● **Required task**
Write out all the entries below again, requests included, multiplying every box coordinate in the answers by 1.25 and rounding each result to a whole number, with halves rounded up. Leave the pictures out.

[Detection annotation records]
——

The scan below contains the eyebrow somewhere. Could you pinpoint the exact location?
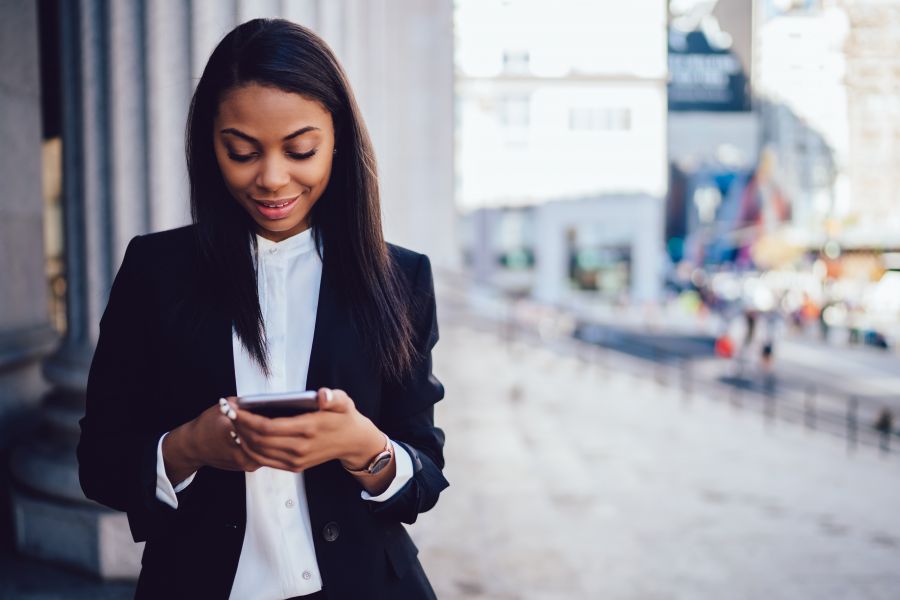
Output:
[220,125,319,144]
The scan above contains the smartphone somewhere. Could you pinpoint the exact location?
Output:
[237,391,319,419]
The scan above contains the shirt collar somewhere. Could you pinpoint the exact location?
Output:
[256,227,315,256]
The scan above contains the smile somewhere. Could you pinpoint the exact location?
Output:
[252,196,297,208]
[250,194,302,220]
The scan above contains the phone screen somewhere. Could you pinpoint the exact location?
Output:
[237,391,319,419]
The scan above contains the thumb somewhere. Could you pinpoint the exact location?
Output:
[318,388,352,412]
[317,388,335,410]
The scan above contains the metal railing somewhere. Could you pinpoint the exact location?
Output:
[438,271,900,455]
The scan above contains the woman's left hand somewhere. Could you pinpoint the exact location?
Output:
[227,388,385,473]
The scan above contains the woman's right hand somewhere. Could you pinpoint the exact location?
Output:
[163,404,261,482]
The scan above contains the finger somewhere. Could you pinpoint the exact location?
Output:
[318,388,353,412]
[219,396,238,421]
[316,388,334,410]
[234,410,310,436]
[236,428,307,455]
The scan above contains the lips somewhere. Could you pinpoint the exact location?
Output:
[251,196,300,220]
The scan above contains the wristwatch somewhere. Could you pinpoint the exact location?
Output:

——

● **Finished task**
The scan below contains the eyebrow somewhere. Could you pinpoint the exact location?
Output:
[275,156,399,180]
The scan above contains the smartphone somewhere. Could you pinpoint the exact location?
Output:
[296,489,399,524]
The scan above contains the shirt collar somewhere. Could you pinpoint the exact location?
Output:
[320,284,394,320]
The scan above contains the smile somewhere. Could you pinpoint the exact location?
Output:
[315,245,371,260]
[313,243,378,275]
The scan above contains the phone screen somewhere. Could you pinpoint the exact location?
Output:
[296,489,399,524]
The scan above contains the thumb somewhere. Could you pinpoint the exact location?
Output:
[398,485,440,515]
[396,485,419,513]
The scan above contains the metal railing somewhere. Could you pinpoint the exact location?
Output:
[548,339,1125,569]
The scan above contains the woman's left hand somewhere. Could you pinpoint the exact location?
Output:
[284,485,481,591]
The scan above contains the woman's right hand somewhere. Could you pinpoint the exact location?
Output:
[204,505,326,603]
The scan above contains the finger somewhere. Could you pinpoint the exact location?
Output:
[398,485,441,515]
[274,495,298,526]
[395,485,418,513]
[293,513,388,545]
[295,535,384,569]
The scan above contains the lips somewhere. Could you pinpoint the exact location?
Output:
[314,245,375,275]
The scan above contains the wristwatch somewhere. Could you pinpoint the exact location?
Output:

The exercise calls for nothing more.